** Start EXERCISE INPUTS **

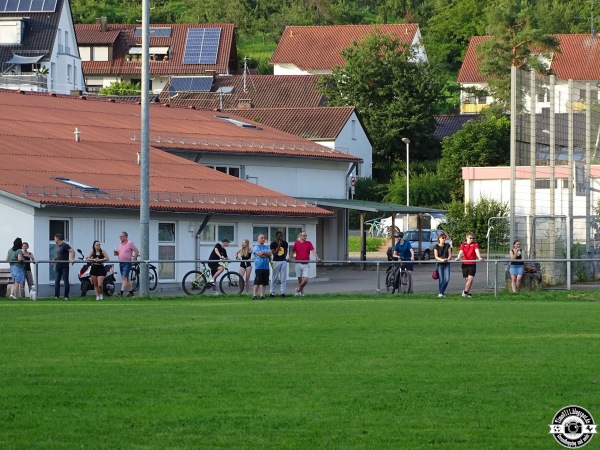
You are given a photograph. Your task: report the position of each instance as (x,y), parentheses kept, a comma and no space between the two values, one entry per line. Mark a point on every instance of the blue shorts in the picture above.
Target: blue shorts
(125,269)
(516,270)
(17,273)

** End EXERCISE INPUTS **

- [WHAT YOU NEED TO DO]: Rewrite every line of the items above in full, leaving out the pictures, and increase each x and y coordinate of the points by 97.

- [REPLY TO THE EXERCISE]:
You are given a photograph. Your task: report the position of each instance as (x,y), parentheses kept, a comma and no space between the two values, one entry per line. Mark a point on every instance of the blue shorts in the picture above.
Target: blue shorts
(222,366)
(613,367)
(114,370)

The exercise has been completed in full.